ASSIGNED TASK: Every single entry that follows must be copied exactly.

Point localization data:
——————

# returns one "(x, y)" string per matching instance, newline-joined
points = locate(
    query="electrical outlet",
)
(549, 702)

——————

OUTPUT OF THE EXERCISE:
# returns one "(x, y)" string per matching instance, newline-joined
points = locate(
    query="electrical outlet",
)
(549, 702)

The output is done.